DIRECTIVE => Copy the data below exactly.

DATA =>
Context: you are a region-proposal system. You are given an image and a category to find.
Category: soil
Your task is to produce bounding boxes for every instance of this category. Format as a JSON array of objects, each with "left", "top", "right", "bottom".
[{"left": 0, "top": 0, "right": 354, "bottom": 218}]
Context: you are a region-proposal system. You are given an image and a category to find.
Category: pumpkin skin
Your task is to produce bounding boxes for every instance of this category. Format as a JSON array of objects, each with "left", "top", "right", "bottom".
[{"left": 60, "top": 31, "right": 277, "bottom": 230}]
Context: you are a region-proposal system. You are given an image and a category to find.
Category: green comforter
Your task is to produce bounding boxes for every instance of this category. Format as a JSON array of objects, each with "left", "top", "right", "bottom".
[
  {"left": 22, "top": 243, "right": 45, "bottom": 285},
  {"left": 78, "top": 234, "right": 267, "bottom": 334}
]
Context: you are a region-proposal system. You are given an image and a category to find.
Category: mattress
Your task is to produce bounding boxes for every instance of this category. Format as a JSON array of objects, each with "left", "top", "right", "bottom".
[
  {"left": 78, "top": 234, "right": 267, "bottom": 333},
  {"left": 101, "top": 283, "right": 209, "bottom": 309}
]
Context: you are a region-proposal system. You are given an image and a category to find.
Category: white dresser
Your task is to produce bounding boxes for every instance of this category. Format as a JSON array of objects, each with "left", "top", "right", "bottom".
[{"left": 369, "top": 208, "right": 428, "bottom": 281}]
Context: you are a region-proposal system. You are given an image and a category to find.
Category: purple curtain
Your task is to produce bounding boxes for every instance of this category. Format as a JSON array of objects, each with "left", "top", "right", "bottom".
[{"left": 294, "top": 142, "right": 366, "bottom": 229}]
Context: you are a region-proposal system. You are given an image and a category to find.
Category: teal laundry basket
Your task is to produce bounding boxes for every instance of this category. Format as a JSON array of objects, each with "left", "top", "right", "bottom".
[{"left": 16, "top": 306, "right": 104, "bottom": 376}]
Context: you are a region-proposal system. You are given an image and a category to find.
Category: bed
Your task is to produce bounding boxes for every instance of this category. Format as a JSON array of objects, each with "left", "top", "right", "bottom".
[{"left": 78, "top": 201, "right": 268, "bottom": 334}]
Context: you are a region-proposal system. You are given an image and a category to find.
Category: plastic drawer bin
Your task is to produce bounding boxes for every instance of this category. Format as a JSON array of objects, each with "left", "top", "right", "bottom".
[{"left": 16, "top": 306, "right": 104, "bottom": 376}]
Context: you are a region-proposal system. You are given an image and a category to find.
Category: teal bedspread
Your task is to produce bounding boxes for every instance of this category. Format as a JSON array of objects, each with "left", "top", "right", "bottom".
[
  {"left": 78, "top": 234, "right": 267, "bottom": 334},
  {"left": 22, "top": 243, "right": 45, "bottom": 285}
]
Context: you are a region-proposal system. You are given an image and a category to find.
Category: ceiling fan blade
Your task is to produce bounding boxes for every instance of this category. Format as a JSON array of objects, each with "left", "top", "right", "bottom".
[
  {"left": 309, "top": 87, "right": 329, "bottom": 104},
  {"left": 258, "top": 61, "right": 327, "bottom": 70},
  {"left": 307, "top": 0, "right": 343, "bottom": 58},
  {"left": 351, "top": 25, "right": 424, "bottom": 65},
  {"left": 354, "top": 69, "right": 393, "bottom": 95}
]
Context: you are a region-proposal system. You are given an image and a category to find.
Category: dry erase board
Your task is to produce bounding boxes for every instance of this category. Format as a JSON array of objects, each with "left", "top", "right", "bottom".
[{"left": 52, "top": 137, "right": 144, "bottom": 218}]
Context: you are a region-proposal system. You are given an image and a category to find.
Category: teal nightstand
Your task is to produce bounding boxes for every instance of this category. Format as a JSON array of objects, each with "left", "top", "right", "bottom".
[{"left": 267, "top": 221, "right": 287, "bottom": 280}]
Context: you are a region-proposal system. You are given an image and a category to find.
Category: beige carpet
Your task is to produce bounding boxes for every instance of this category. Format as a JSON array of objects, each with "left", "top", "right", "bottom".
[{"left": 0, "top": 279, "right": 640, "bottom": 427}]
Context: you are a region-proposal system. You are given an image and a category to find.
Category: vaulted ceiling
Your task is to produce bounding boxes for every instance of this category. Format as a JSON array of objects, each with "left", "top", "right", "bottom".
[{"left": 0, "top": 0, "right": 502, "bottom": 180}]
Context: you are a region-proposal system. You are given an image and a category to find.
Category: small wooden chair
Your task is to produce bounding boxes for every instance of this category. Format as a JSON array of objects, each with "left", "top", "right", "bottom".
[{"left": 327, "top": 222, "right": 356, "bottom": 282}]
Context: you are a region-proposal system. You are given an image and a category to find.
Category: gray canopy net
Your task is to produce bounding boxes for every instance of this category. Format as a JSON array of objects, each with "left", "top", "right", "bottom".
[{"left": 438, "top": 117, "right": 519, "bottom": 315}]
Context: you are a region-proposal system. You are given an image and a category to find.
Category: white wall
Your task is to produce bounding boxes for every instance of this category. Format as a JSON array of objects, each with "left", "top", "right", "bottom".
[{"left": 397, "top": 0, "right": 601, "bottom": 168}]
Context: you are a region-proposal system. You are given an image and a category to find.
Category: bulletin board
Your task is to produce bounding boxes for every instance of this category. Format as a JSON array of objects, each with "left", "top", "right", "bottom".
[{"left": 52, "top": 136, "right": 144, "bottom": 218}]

SOLUTION TO THIS PROBLEM =>
Context: you are a region-proposal system. You are given an image and a category to find.
Category: soil
Your task is to produce bounding boxes for every instance of this category. Format as a JSON array of objects, each with "left", "top", "right", "bottom".
[{"left": 0, "top": 0, "right": 354, "bottom": 218}]
Context: you are a region-proposal system. You are given an image and a category to find.
Category: pumpkin skin
Your task is to produce bounding boxes for every instance of this category. Format as a JSON array of objects, each with "left", "top", "right", "bottom".
[{"left": 60, "top": 31, "right": 277, "bottom": 230}]
Context: you are a region-proposal system. You are given an image and a category to find.
Category: green comforter
Your task is to produce bounding boxes for every instance of this category. Format as a JSON array of objects, each with "left", "top", "right", "bottom".
[
  {"left": 22, "top": 243, "right": 45, "bottom": 285},
  {"left": 78, "top": 234, "right": 267, "bottom": 334}
]
Context: you are a region-proposal system. You are given an image and a category to find.
Category: mattress
Your task is to produce bounding boxes for every instance of this category. Format as a JSON array of objects, each with "left", "top", "right", "bottom".
[
  {"left": 78, "top": 234, "right": 267, "bottom": 333},
  {"left": 101, "top": 283, "right": 209, "bottom": 309}
]
Context: you are a region-proposal system. You are given an image and a category to find.
Category: white dresser
Your task is to produce bounding boxes for every instance of this category. Format as a JSON array of objects, each with "left", "top", "right", "bottom".
[{"left": 369, "top": 208, "right": 428, "bottom": 281}]
Context: you are a region-proposal system. You are given an image and a category to find.
Category: purple curtain
Your task is to produce bounding boxes for every instance of this category. Format as a JSON array of objects, each with "left", "top", "right", "bottom".
[{"left": 294, "top": 142, "right": 366, "bottom": 229}]
Context: you are a region-proposal system. You are given an image and a category to find.
Category: teal laundry basket
Your task is to produce bounding boxes for every instance of this category. Format as a JSON array of objects, each with "left", "top", "right", "bottom".
[{"left": 16, "top": 306, "right": 104, "bottom": 376}]
Context: you are a region-proposal system. You are given an image and a category to find.
Category: bed
Your task is to produce bounding boxes for every instance of this category. Format as a JSON array of objects, each with "left", "top", "right", "bottom".
[{"left": 78, "top": 201, "right": 268, "bottom": 334}]
Context: you are a region-proposal system. You are given an image and a category to find.
Category: plastic drawer bin
Your task is to produce bounding boxes for every instance of this category. Format as a JSON array of objects, each with "left", "top", "right", "bottom".
[{"left": 16, "top": 306, "right": 104, "bottom": 376}]
Context: you are a region-proposal system. You are given an image and a category to find.
Category: teal bedspread
Your task is to produce bounding boxes for every instance of this category. Format as a JSON array of objects, each with "left", "top", "right", "bottom".
[
  {"left": 78, "top": 234, "right": 267, "bottom": 334},
  {"left": 22, "top": 243, "right": 45, "bottom": 285}
]
Context: you are a region-proposal system. You are given an image and a category to find.
Category: ceiling fan blade
Your task is to produce bounding boxes for every instance of this category. Format as a JSON array of objects, each with "left", "top", "right", "bottom".
[
  {"left": 309, "top": 87, "right": 329, "bottom": 104},
  {"left": 258, "top": 61, "right": 327, "bottom": 70},
  {"left": 307, "top": 0, "right": 343, "bottom": 58},
  {"left": 351, "top": 25, "right": 424, "bottom": 65},
  {"left": 354, "top": 69, "right": 393, "bottom": 95}
]
Context: you are a region-proposal system. You are given an image and a category to find.
Category: dry erase board
Your task is to produce bounding boxes for every instance of this category. Format as a JSON array of objects, each with "left", "top", "right", "bottom".
[{"left": 52, "top": 137, "right": 144, "bottom": 218}]
Context: you are a region-proposal system. You are given an image and a category to find.
Category: teal nightstand
Your task is to produce bounding boxes for every instance of this category. Format as a JSON array of objects, each with "left", "top", "right", "bottom".
[{"left": 267, "top": 221, "right": 287, "bottom": 280}]
Context: you are a region-proposal system. You are given an image and a category to find.
Category: beige carpet
Your task is to produce bounding boxes for every instance of this category. Format as a JSON array of objects, each with "left", "top", "right", "bottom".
[{"left": 0, "top": 279, "right": 640, "bottom": 427}]
Context: you are a region-proposal system. You are given an image and a category to find.
Category: vaulted ceiling
Your task is to produce bounding boxes for every instance of this category. Format as a JSON array of objects, each with "left", "top", "right", "bottom".
[{"left": 0, "top": 0, "right": 502, "bottom": 180}]
Context: you are a region-proposal system. You are given an image and a category to find.
Category: small wooden chair
Your task is to produce bounding boxes for every instance of this category. Format as a JSON array of objects, each with "left", "top", "right", "bottom".
[{"left": 327, "top": 222, "right": 356, "bottom": 282}]
Context: you are a region-proposal system. You are given an image and a category to find.
Category: gray canopy net
Your task is to produce bounding boxes for every instance of this category. Format as a JSON array of objects, each with "left", "top", "right", "bottom".
[{"left": 438, "top": 117, "right": 519, "bottom": 315}]
Context: you are a region-proposal system. You are given an image and a category to find.
Category: white wall
Your task is to produce bounding boxes for every instance of this category. Format as a JSON array of objects, each with "left", "top", "right", "bottom".
[{"left": 397, "top": 0, "right": 601, "bottom": 168}]
Context: you are a region-proposal system. You are given an image and a category to find.
Category: bulletin board
Your task is to produce bounding boxes for every instance of this category. Format as a JSON array of objects, each with "left", "top", "right", "bottom".
[{"left": 52, "top": 136, "right": 144, "bottom": 218}]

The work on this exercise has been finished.